* [SOURCE DOCUMENT]:
# # # # # # #
Saturday 31 December 2005

Diets for capitalists

It's no accident - as the Marxists would say - that the Financial Times is printed on pink paper. The FT's endless advocacy of economic interventionism and its love affair with the Effeminate Union mean that I rarely buy a copy during the week. But on Saturdays I make an exception.

It's very enjoyable to pop down to Ryries and enjoy a pint or two while reading the weekend section of the FT. But even with this bit of the paper, there's a problem. Usually the Saturday edition carries an interview with some celebrity that takes place over a meal. The thing is, though, these meals are, how shall I put it, somewhat wimpish. Typically the "meal" goes something like this: two pieces of broccoli, three lettuce leaves, one-and-a half bottles of non-sparkling water and two cups of herb tea. Price £85. Good grief! I want my capitalists to be red in tooth and claw.

And today I got my wish:

Daitoen, Fukuoka, western Japan

Menu

3 plates of top quality salty tongue
3 plates of boneless short rib
3 plates of sirloin
2 plates of marinated intestines
1 plate of minced raw beef
1 plate of raw liver
1 x seaweed soup
1 x tail soup
1 x tomato salad
Kimchee pickles
3 x large rice
Ulon tea

Price: Y19,220 (£94)

On second thoughts, perhaps this is slightly over-the-top, but the guy was a sumo wrestler.

Just what's wrong with that little place in the back streets of Nice, a wee bit west of the Avenue Jean Medecin? The place that my wife and I went to quite a few times when we were in town a few years ago and where we consumed many helpings of steak au poivre with pommes frites, accompanied by lots of cheap but good red wine? About a fiver to you, Monsieur.

Here's the deal. The FT can fly us out to Nice on EasyJet, conduct the interview in that back street restaurant, and fly us back to Edinburgh for around the same price as one of those stick-insect meals. What could be fairer than that?

Friday 30 December 2005

Is it still the Torygraph?
# # # # # # #
* [EXERCISE TASKS]:
**A.** Write out the blog post from "It's no accident" up to and including "tooth and claw.".
**B.** Answer these questions from the blog post:
(i) On which day of the week does the writer make an exception and buy the Financial Times?
(ii) What was the price in pounds of the meal at Daitoen?
(iii) Which airline does the writer suggest the FT use to fly them to Nice?
These lines have nothing to do with the blog post.

(Saved data entries)
# # # # # # #
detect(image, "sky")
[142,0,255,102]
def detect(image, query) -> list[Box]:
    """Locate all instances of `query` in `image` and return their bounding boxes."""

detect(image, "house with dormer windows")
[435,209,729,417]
# # # # # # #
* [WRITTEN ANSWERS]:
**A.**
It's no accident - as the Marxists would say - that the Financial Times is printed on pink paper. The FT's endless advocacy of economic interventionism and its love affair with the Effeminate Union mean that I rarely buy a copy during the week. But on Saturdays I make an exception.

It's very enjoyable to pop down to Ryries and enjoy a pint or two while reading the weekend section of the FT. But even with this bit of the paper, there's a problem. Usually the Saturday edition carries an interview with some celebrity that takes place over a meal. The thing is, though, these meals are, how shall I put it, somewhat wimpish. Typically the "meal" goes something like this: two pieces of broccoli, three lettuce leaves, one-and-a half bottles of non-sparkling water and two cups of herb tea. Price £85. Good grief! I want my capitalists to be red in tooth and claw.

**B.**
(i) Saturday
(ii) £94
(iii) EasyJet